■ **Exercise objective**:
While you copy the lines below, skip the pictures and keep the rest exact.

--- --- ---

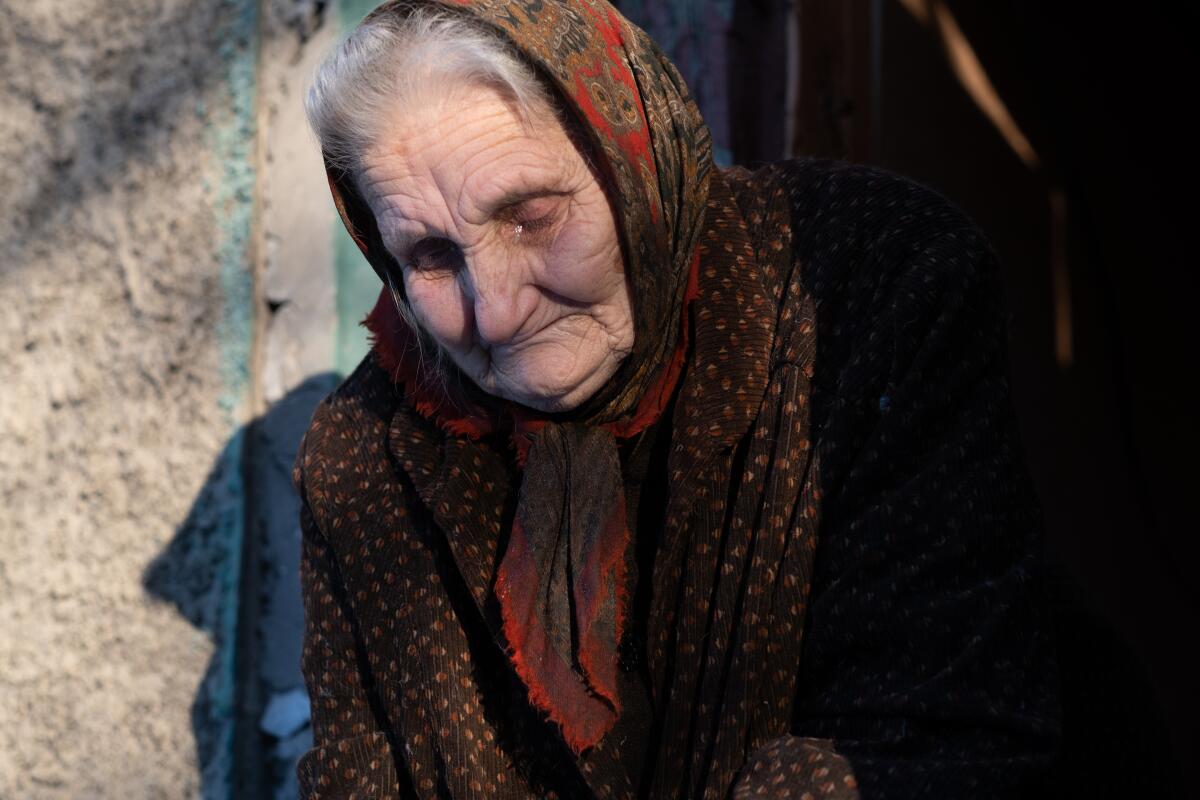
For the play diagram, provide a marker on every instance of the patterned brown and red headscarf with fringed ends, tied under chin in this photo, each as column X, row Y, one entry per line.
column 561, row 582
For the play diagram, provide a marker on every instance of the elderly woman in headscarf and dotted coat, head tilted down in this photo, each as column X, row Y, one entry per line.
column 659, row 480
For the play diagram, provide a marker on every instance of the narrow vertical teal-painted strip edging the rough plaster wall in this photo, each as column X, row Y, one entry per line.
column 230, row 113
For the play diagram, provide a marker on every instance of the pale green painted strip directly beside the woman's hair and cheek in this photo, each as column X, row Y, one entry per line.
column 357, row 285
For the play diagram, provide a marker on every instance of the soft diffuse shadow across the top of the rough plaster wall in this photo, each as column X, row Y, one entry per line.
column 142, row 89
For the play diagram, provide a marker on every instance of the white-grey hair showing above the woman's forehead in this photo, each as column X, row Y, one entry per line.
column 398, row 59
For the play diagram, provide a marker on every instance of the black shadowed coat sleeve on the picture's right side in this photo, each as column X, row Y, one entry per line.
column 926, row 660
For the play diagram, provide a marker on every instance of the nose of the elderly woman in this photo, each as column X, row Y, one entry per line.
column 500, row 298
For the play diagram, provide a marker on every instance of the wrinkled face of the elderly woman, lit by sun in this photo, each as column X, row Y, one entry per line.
column 508, row 246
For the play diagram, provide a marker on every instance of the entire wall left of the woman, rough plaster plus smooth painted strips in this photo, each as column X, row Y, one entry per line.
column 178, row 297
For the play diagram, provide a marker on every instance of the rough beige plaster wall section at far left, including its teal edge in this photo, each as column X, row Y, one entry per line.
column 127, row 155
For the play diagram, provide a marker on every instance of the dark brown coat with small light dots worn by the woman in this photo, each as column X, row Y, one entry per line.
column 836, row 578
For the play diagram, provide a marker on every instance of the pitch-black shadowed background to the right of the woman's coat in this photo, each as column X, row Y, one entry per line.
column 1099, row 92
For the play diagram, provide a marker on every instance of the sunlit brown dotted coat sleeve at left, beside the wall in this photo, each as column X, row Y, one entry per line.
column 351, row 756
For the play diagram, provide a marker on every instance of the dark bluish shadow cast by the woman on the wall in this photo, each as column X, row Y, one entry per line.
column 232, row 570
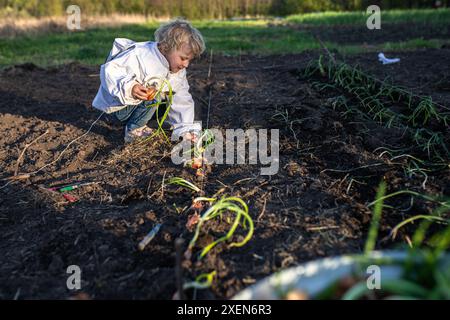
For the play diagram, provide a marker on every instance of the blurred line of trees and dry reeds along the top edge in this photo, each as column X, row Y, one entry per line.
column 202, row 9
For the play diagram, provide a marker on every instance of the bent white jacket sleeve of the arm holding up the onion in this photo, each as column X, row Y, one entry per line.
column 118, row 77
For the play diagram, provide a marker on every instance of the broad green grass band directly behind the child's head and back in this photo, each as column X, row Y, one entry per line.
column 92, row 46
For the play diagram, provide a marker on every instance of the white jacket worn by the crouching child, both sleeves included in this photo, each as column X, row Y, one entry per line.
column 130, row 63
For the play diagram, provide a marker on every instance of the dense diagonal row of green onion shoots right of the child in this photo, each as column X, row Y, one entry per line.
column 417, row 115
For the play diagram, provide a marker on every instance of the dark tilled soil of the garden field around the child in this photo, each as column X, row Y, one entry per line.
column 315, row 206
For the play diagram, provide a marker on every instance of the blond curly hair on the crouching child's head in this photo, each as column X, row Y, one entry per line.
column 178, row 32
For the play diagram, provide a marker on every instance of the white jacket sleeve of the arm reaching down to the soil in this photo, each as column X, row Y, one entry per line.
column 181, row 114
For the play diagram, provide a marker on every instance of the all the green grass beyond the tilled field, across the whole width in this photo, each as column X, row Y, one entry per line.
column 224, row 37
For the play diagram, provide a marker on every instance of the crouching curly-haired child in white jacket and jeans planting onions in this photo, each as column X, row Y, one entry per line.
column 133, row 66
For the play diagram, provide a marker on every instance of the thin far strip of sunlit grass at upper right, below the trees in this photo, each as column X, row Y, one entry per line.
column 441, row 16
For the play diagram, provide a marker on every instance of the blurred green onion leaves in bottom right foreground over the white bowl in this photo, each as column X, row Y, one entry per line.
column 425, row 273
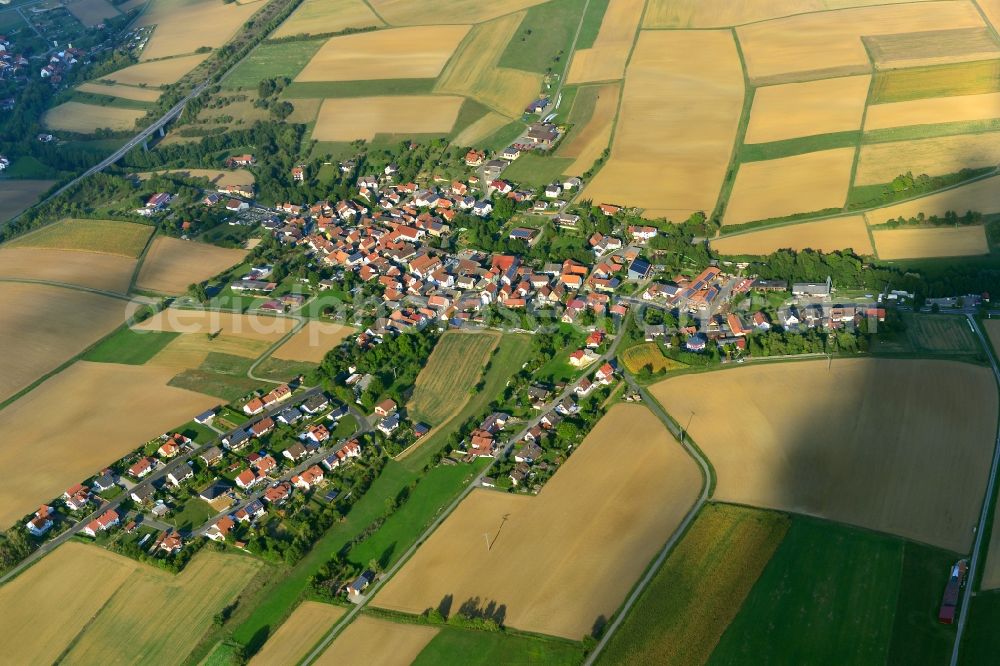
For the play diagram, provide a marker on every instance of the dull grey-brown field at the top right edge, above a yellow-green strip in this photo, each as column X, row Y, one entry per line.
column 932, row 47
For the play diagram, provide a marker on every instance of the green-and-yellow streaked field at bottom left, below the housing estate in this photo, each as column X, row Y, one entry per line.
column 156, row 617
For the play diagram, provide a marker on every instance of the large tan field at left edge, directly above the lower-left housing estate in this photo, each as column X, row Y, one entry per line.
column 80, row 420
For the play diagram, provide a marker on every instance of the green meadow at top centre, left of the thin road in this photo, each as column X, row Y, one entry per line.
column 543, row 39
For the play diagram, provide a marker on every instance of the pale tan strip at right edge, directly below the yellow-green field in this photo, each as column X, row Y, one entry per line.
column 933, row 110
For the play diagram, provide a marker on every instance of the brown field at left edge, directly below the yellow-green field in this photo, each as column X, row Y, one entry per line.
column 96, row 270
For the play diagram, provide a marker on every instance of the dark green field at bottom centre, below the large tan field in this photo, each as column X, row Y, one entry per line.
column 479, row 648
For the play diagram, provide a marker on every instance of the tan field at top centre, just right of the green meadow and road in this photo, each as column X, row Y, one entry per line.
column 605, row 60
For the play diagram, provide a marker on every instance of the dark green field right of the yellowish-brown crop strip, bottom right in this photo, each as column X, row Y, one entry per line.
column 828, row 596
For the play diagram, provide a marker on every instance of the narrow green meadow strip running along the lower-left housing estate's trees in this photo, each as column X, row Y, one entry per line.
column 277, row 602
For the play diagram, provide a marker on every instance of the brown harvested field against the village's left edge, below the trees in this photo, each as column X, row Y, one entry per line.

--- --- ---

■ **Response to this exercise**:
For the play diagram, provide a marker on every instance of the patterned brown and red headscarf with fringed ends, tied under chin in this photo, each as column X, row Y, one entry per line.
column 561, row 582
For the play diagram, provide a marker on every instance of the elderly woman in headscarf and dotted coat, head tilted down in this photo, each as column X, row Y, one entry per line.
column 659, row 480
For the play diagram, provide a marker on every instance of the narrow vertical teal-painted strip edging the rough plaster wall in this photo, each as column X, row Y, one entry per line.
column 230, row 113
For the play diagram, provide a marker on every instance of the pale green painted strip directly beside the woman's hair and cheek in this photo, each as column X, row Y, one entry per line.
column 357, row 285
For the play diagram, provide a marker on every instance of the soft diffuse shadow across the top of the rough plaster wall in this photo, each as column X, row Y, one entry per line.
column 142, row 89
For the play diagram, provide a marker on every instance of the white-grey hair showing above the woman's forehead in this photo, each as column X, row Y, one entry per line.
column 398, row 59
For the play diagram, provide a marker on every instance of the black shadowed coat sleeve on the picture's right side in this photo, each as column X, row Y, one entry per line.
column 926, row 660
For the play diagram, provide a marker on every instance of the nose of the elderly woman in this photo, each as column X, row Y, one entry per line.
column 500, row 298
For the play diagram, provide a marker on every instance of the wrinkled face of the elderly woman, lit by sun in this photo, each as column X, row Y, one entry per line.
column 508, row 246
For the play diagram, provide a marker on every instance of the entire wall left of the woman, rough plaster plus smooth painted strips in this photo, each as column X, row Y, one entry per line.
column 178, row 297
For the play diagram, provide a marker on every instance of the rough beige plaster wall section at far left, including its teal edge in this photo, each as column X, row Y, one entry per line.
column 127, row 155
For the play diagram, provide a marker on every instance of the dark brown coat with small light dots worn by the woman in this photo, each as column X, row Y, one entry per line.
column 836, row 578
For the play diagram, provide a marker on every instance of the pitch-black shadowed background to the right of the woman's coat in this photo, each as column X, row Y, one entry per line.
column 1099, row 92
For the play diagram, provide a marker on every instance of the sunlit brown dotted coat sleeve at left, beside the wall in this photo, each as column X, row Y, one entry per line.
column 351, row 756
For the play diagram, provide a marker on every instance of the dark bluish shadow cast by the woman on the wall in this photo, each as column X, row Y, one entry per line.
column 232, row 570
For the play diagram, provide a marker on every instance of the blurred line of trees and dry reeds along the top edge in this photo, each as column X, row Y, one entry per line.
column 202, row 9
For the play diagram, provide a marker on every instance of the bent white jacket sleeve of the arm holding up the onion in this photo, each as column X, row Y, one entry per line.
column 118, row 77
For the play diagram, provide a marker on every instance of the broad green grass band directly behind the child's head and back in this photo, each as column X, row Y, one entry per line.
column 92, row 46
For the play diagram, provide a marker on every instance of the white jacket worn by the crouching child, both sleeves included in this photo, each as column X, row Y, one entry per line.
column 130, row 63
For the play diagram, provide a marker on every instance of the dense diagonal row of green onion shoots right of the child in this photo, each as column X, row Y, one entry per line.
column 417, row 115
For the play diagram, provide a marker on every instance of the dark tilled soil of the garden field around the child in this photo, each as column X, row Y, one entry per line.
column 315, row 206
For the play diagram, provide a marker on every instance of the blond curly hair on the crouching child's head in this photo, each as column X, row Y, one entry per line.
column 178, row 32
For the play diagram, provide a marker on every instance of the white jacket sleeve of the arm reaching down to the soil in this photo, each as column X, row Y, one entry per line.
column 181, row 114
For the play diagram, provide a marker on every instance of the all the green grass beyond the tilled field, across the whole width in this photo, each as column X, row Y, one entry per line.
column 224, row 37
For the play diagram, provide a marker on every instance of the crouching curly-haired child in white jacket and jeans planting onions in this photo, each as column X, row Y, one entry per line.
column 133, row 66
For the play diagram, provide a marker on every instance of the thin far strip of sunlit grass at upper right, below the trees in this photo, each as column X, row Y, one entry per line.
column 441, row 16
For the play diagram, provide a marker on every instance of the blurred green onion leaves in bottom right foreground over the white bowl in this photo, each as column X, row Y, one entry per line.
column 425, row 273
For the play diagram, provide a marker on every instance of the dull grey-brown field at the top right edge, above a yellow-green strip in this photo, each as column X, row Y, one entry per line.
column 932, row 47
For the play diagram, provide a marker on every instance of the green-and-yellow streaked field at bottom left, below the housing estate in this photo, each as column X, row Y, one entry per line.
column 156, row 617
For the play diagram, provide a marker on every instance of the large tan field at left edge, directly above the lower-left housing estate in this photo, each as column X, row Y, one entry per line.
column 80, row 420
For the play diagram, provide a marker on every instance of the green meadow at top centre, left of the thin road in this photo, each as column X, row Y, one entry per line.
column 543, row 39
For the play diagram, provide a marker on every instance of the pale tan strip at right edge, directly below the yellow-green field in this photo, each as column X, row Y, one entry per line.
column 933, row 110
For the play diagram, provide a marker on every instance of the brown field at left edge, directly below the yellow-green field in this photo, each as column X, row Y, one entry per line.
column 96, row 270
For the play diagram, provide a marker on every instance of the dark green field at bottom centre, below the large tan field in this photo, each as column X, row Y, one entry per line.
column 479, row 648
For the play diagram, provide a marker on every instance of the tan field at top centre, just right of the green meadow and road in this photo, each as column X, row Y, one entry per line.
column 605, row 60
For the play diagram, provide a marker on every instance of the dark green field right of the yellowish-brown crop strip, bottom right in this photo, each as column X, row Y, one entry per line.
column 828, row 596
For the play diagram, provide a marker on every instance of the narrow green meadow strip running along the lower-left housing estate's trees in this photo, each as column X, row Y, one entry per line.
column 277, row 602
For the play diagram, provide a marker on every instance of the brown harvested field against the village's left edge, below the trees in this photo, each as column X, row Y, one entry per line.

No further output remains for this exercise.